▶
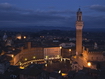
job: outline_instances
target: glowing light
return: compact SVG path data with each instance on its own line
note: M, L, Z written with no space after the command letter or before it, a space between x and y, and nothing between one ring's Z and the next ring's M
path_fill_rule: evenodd
M62 76L67 76L67 74L66 73L62 73Z
M54 59L54 57L52 57L51 59Z
M90 66L91 66L91 63L90 63L90 62L88 62L88 63L87 63L87 65L90 67Z
M33 62L31 62L31 64L33 64Z
M62 58L61 58L61 61L62 61Z
M57 55L57 58L60 58L60 56L59 56L59 55Z
M21 36L17 36L17 39L21 39Z
M36 57L35 56L33 56L33 59L35 59Z
M20 69L24 69L24 67L20 66Z
M47 67L48 65L47 65L47 64L45 64L45 66Z
M74 58L77 58L76 56L74 56Z
M14 57L14 55L11 55L11 57L13 58L13 57Z
M44 36L40 36L40 38L44 38Z
M27 58L25 58L24 60L27 61Z
M66 61L66 59L64 59L64 61Z
M46 59L48 59L48 56L46 56Z
M15 50L15 49L13 48L13 50Z
M59 70L59 72L58 73L61 73L61 70Z
M22 65L22 63L21 62L19 62L20 63L20 65Z
M69 51L71 52L71 49L69 49Z
M24 39L26 39L26 36L24 36Z
M60 49L62 49L62 47L60 47Z

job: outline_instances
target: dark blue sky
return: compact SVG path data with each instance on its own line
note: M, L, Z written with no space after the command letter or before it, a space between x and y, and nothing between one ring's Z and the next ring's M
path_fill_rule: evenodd
M75 27L79 6L85 28L105 27L105 0L0 0L0 26Z

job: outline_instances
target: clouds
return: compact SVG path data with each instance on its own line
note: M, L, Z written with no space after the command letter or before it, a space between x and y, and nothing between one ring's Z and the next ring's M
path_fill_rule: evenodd
M0 9L9 9L12 5L9 3L0 3Z
M104 5L91 5L90 9L99 11L99 12L105 12L105 6Z
M8 3L0 4L1 26L70 26L70 17L67 17L70 14L73 12L68 10L34 11L19 9Z
M105 6L91 5L83 16L86 28L105 28Z
M62 26L75 28L76 11L73 10L29 10L15 7L9 3L0 3L0 27L21 26ZM104 12L105 6L88 7L97 12ZM85 13L83 13L85 14ZM83 15L86 27L104 27L105 16Z
M15 11L18 10L17 8L13 7L9 3L0 3L0 11Z
M24 10L24 9L17 8L14 5L9 3L0 3L0 12L30 13L30 12L33 12L33 10Z
M51 14L49 12L0 12L0 22L4 22L7 26L11 22L13 22L13 26L17 26L16 23L20 26L64 26L69 19L69 17Z

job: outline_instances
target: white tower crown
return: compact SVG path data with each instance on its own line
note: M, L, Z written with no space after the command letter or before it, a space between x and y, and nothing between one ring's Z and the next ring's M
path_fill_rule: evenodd
M79 8L78 11L77 11L76 29L81 30L82 28L83 28L82 11Z
M82 11L80 8L77 11L77 21L82 21Z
◀
The reply should hold every entry above, given again exactly, but not a single picture.

job: outline_instances
target: glowing light
return: compact SVG path data with each instance on its own line
note: M, L, Z written with no space after the command letter or before it, a space between x and y, and nothing between one ring's Z and the next ring's M
path_fill_rule: evenodd
M62 76L67 76L67 74L66 73L62 73Z
M54 59L54 57L52 57L51 59Z
M90 66L91 66L91 63L90 63L90 62L88 62L88 63L87 63L87 65L90 67Z
M33 62L31 62L31 64L33 64Z
M62 58L61 58L61 61L62 61Z
M57 55L57 58L60 58L60 56L59 56L59 55Z
M21 36L17 36L17 39L21 39Z
M36 57L35 56L33 56L33 59L35 59Z
M20 69L24 69L24 67L20 66Z
M47 67L48 65L47 65L47 64L45 64L45 66Z
M74 58L77 58L76 56L74 56Z
M14 57L14 55L11 55L11 57L13 58L13 57Z
M44 36L40 36L40 38L44 38Z
M27 58L25 58L24 60L27 61Z
M66 61L66 59L64 59L64 61Z
M46 59L48 59L48 56L46 56Z
M15 50L15 49L13 48L13 50Z
M59 70L59 72L58 73L61 73L61 70Z
M22 65L22 63L21 62L19 62L20 63L20 65Z
M69 51L71 52L71 49L69 49Z
M24 39L26 39L26 36L24 36Z
M60 49L62 49L62 47L60 47Z

job: outline_instances
target: dark blue sky
return: compact SVG path data with each instance on its own line
note: M, L, Z written with no space after the command letter or before it, a space between x and y, and nothing between one ring's Z and the next ring's M
path_fill_rule: evenodd
M75 27L79 6L85 28L105 27L105 0L0 0L0 26Z

job: outline_instances
target: clouds
return: compact SVG path data with each instance on its own line
note: M, L, Z written with no space after the command letter or before it, a space between x and y, and nothing between one ring's Z and the next ring's M
path_fill_rule: evenodd
M0 9L9 9L12 5L9 3L0 3Z
M104 5L91 5L90 9L99 11L99 12L105 12L105 6Z
M8 3L0 4L1 26L70 26L70 17L67 17L70 14L73 12L68 10L34 11L19 9Z
M105 6L91 5L83 16L86 28L105 28Z
M62 26L75 28L76 11L73 10L29 10L15 7L9 3L0 3L0 27L21 26ZM104 12L105 6L88 7L97 12ZM85 13L83 13L85 14ZM83 15L86 27L104 27L105 16Z
M15 11L18 10L17 8L13 7L9 3L0 3L0 11Z
M24 10L24 9L17 8L14 5L9 3L0 3L0 12L30 13L30 12L33 12L33 10Z
M51 14L49 12L0 12L0 22L4 22L7 26L11 22L13 22L13 26L17 26L16 23L20 26L64 26L69 19L69 17Z

job: outline_instances
target: white tower crown
return: compact SVG path data with each instance on its own line
note: M, L, Z written with no space after the command letter or before it, a space between x and y, and nothing between one ring's Z and the next ring's M
path_fill_rule: evenodd
M79 8L78 11L77 11L76 29L81 30L82 28L83 28L82 11Z
M82 11L80 8L77 11L77 21L82 21Z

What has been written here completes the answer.